• [Instructions for the task] Only the lines from the line holding "the white coffee" through the final line of the entries below are to be returned, exactly as they stand.

• [Extracted information]

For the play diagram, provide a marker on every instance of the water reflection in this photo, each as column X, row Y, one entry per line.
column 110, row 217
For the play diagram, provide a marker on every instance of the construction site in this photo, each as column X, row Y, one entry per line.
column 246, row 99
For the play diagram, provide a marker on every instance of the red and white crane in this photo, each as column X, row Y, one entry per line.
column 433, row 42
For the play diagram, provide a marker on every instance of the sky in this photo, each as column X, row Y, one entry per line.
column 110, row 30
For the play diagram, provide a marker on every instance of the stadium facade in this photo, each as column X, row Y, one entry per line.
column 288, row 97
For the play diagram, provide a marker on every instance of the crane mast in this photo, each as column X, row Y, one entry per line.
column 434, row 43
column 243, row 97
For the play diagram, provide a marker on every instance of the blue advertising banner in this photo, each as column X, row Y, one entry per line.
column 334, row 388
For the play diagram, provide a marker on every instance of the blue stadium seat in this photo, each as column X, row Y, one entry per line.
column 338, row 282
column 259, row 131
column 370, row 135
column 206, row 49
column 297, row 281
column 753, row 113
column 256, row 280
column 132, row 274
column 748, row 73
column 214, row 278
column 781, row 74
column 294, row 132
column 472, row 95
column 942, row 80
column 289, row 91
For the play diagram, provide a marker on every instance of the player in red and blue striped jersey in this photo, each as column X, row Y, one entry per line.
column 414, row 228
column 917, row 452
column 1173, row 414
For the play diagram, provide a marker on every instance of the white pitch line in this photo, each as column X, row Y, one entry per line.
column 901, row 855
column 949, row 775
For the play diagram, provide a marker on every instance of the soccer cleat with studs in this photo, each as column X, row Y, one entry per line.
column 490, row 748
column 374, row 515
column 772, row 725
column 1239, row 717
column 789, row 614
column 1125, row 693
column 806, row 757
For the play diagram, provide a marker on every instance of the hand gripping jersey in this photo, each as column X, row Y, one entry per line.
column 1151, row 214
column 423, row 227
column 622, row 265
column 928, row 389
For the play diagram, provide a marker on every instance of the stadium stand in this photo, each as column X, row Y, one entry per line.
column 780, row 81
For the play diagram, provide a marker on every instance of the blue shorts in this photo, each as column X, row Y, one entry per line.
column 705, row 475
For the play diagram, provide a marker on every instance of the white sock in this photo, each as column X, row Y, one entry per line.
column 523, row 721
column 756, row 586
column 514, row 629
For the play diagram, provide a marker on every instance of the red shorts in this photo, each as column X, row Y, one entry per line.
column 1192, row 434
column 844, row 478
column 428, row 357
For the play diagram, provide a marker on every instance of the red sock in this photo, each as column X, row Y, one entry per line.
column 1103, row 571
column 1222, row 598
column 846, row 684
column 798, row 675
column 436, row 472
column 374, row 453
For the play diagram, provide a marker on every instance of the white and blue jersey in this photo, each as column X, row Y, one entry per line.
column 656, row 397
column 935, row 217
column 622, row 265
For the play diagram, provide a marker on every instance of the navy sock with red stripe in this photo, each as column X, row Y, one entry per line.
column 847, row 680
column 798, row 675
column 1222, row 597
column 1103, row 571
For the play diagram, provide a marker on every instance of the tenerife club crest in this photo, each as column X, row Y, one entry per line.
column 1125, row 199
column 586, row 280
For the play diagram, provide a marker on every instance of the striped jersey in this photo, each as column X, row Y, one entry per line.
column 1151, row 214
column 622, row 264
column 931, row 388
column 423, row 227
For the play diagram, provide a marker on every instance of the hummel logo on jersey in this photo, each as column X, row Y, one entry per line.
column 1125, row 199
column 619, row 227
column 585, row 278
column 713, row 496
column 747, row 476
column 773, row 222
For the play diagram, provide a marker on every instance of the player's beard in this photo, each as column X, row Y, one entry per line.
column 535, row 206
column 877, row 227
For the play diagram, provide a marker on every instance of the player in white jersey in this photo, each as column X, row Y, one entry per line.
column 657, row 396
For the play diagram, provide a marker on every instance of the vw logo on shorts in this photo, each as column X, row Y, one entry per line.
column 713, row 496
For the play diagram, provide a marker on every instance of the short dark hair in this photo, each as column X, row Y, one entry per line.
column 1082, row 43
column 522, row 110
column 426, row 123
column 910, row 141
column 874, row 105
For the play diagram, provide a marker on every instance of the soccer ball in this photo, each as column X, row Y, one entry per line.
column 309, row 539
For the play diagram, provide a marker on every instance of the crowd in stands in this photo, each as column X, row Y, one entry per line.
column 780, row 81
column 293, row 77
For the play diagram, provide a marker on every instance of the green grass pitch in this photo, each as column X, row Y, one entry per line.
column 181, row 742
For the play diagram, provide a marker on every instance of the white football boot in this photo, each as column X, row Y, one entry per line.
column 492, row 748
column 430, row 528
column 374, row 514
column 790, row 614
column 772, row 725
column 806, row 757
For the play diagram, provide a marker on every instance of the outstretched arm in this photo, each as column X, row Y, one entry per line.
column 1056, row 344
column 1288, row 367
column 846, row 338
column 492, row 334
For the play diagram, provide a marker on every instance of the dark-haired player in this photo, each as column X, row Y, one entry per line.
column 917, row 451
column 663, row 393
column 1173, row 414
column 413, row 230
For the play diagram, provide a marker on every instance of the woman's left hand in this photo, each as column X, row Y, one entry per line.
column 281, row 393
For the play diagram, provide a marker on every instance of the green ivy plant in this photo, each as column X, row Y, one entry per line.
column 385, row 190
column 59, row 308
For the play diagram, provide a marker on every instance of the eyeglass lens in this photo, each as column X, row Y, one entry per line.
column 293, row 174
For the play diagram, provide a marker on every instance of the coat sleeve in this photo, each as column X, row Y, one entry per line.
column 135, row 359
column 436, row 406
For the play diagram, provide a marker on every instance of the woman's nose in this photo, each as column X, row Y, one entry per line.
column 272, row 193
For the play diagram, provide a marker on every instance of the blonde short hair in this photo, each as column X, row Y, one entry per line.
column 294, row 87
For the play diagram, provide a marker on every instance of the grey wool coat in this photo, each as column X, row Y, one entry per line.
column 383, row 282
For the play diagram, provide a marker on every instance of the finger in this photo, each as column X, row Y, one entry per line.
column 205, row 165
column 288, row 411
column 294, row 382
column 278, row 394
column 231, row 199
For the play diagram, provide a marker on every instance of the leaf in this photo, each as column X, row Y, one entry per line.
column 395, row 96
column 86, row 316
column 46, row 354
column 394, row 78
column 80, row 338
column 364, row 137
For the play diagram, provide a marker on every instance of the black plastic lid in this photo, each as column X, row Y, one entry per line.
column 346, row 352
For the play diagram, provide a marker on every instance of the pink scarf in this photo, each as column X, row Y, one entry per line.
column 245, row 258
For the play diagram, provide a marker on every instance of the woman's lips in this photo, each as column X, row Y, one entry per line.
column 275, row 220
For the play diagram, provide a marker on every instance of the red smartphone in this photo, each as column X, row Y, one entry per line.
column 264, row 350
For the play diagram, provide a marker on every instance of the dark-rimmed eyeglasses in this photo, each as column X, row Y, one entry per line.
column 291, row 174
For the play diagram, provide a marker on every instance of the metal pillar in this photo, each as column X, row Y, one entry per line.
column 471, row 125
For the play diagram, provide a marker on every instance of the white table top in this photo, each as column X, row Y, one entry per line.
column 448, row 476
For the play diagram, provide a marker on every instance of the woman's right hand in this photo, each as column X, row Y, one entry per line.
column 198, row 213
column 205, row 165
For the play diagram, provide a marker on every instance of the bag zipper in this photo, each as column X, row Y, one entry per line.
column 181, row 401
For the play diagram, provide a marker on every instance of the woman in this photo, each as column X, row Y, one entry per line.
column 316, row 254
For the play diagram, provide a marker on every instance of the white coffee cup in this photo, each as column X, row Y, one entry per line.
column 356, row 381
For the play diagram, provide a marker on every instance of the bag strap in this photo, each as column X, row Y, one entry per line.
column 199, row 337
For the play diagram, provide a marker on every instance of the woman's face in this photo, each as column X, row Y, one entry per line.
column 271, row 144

• [Problem solution]
For the play diagram, provide a marker on every instance of the white coffee cup in this photo, each as column X, row Y, one entry per line.
column 356, row 381
For the play diagram, provide a marker on every instance of the bag strap in this photo, each as column X, row Y, one entry per line.
column 199, row 337
For the play diagram, provide a marker on every instance of the woman's face in this photo, each as column X, row Y, one entry per line.
column 271, row 144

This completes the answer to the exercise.